* Task brief *
Copy out the entries exactly. Print them in full.

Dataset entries
::::::::

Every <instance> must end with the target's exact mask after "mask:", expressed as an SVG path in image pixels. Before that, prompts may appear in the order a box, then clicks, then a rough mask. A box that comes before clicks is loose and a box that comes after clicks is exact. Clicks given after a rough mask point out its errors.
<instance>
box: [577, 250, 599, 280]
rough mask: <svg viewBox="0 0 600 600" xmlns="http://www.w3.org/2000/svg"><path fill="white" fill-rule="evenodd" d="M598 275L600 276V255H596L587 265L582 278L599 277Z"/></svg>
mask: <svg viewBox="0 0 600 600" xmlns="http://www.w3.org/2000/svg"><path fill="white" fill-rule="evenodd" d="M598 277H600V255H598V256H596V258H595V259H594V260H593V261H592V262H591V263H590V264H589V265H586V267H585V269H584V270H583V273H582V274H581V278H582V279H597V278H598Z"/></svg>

::::::::

* Task output *
Every <instance> must end with the target's exact mask after "mask:", expressed as an SVG path in image pixels. Before that, prompts may appear in the order a box, then clicks, then a rough mask. A box that comes before clicks is loose and a box that comes after clicks is exact. Clicks given after a rough mask point out its errors.
<instance>
box: [577, 250, 599, 280]
rough mask: <svg viewBox="0 0 600 600" xmlns="http://www.w3.org/2000/svg"><path fill="white" fill-rule="evenodd" d="M598 275L600 276V255H596L587 265L582 278L599 277Z"/></svg>
mask: <svg viewBox="0 0 600 600" xmlns="http://www.w3.org/2000/svg"><path fill="white" fill-rule="evenodd" d="M598 277H600V255H598V256H596V258H595V259H594V260H593V261H592V262H591V263H590V264H589V265H586V267H585V269H584V270H583V273H582V274H581V278H582V279H597V278H598Z"/></svg>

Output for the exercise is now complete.